**Work required**: Find each line in the material below that contains the word "photo", and copy those lines out in full.

**Extracted entries**:
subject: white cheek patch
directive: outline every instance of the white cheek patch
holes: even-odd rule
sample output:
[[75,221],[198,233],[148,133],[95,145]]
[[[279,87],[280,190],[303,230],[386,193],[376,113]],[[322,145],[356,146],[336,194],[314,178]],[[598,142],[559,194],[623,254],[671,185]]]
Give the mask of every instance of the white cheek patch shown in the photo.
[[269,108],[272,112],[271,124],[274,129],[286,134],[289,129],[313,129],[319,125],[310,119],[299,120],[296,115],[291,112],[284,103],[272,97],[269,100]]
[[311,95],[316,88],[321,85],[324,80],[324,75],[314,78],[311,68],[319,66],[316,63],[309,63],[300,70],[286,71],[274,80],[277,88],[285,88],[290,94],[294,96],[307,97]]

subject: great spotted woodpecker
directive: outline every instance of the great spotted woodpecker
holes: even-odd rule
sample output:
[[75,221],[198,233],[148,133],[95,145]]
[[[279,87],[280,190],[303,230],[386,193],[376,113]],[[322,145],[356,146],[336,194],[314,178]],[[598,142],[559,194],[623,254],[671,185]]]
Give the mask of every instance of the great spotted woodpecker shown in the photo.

**Expected answer**:
Give the mask of every instance of the white cheek patch shown in the photo.
Give the mask of every instance of the great spotted woodpecker shown in the photo.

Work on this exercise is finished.